_DOCUMENTO_:
================================

«Farsi luce, divenire luce, illuminare l’oscurità»
(Dietro l’occhio, Howphelia, 2021)


BIO-BIOBIBLIOGRAFIA

Giusi Montali (1986) insegnante di yoga e poeta, si è laureata a Bologna con una tesi su Amelia Rosselli e ha conseguito un dottorato presso l’Università di Pavia. È autrice di Fotometria (Prudrock spa, 2013) e di Dietro l’occhio (Howphelia, 2021) e coautrice, assieme a Luca Rizzatello, di Faria (Dot.com Press, 2016). Alcuni suoi testi sono antologizzati nel secondo volume di Poeti italiani nati negli anni ’80 e ’90, a cura di Giulia Martini. Ha collaborato con la rivista cartacea ‘Le voci della Luna’ e collabora con la rivista online ‘Ibridamenti’. È stata nella giuria del ‘Premio Anna Osti’ e in quella di ‘Bologna in Lettere’. Ha organizzato reading presso diversi locali di Bologna e ha curato assieme a Luca Rizzatello la rassegna poetica ‘Precipitati e Composti’. È coautrice assieme a Martina Campi del format di poesia ‘formula_truepoetry’.

INTERVISTA

1. La parola, parte di un linguaggio conoscitivo e creativo, definisce e scardina. Qual è la parola che ritieni abbia rappresentato la tua esperienza poetica?

================================

_DATI FORNITI_:
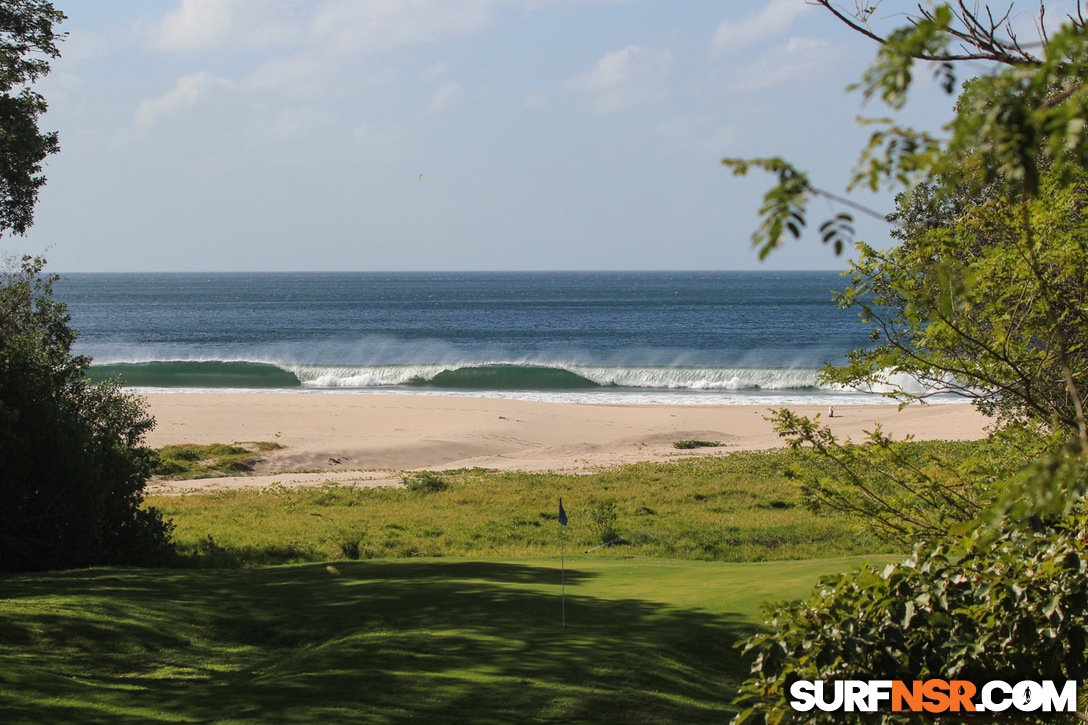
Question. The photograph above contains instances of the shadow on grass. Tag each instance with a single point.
(384, 641)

================================

_CONSEGNA_:
Secondo il documento, presso quale università ha conseguito il dottorato Giusi Montali? Rispondi per favore in poche parole.

_PROBLEMA RISOLTO_:
Presso l’Università di Pavia.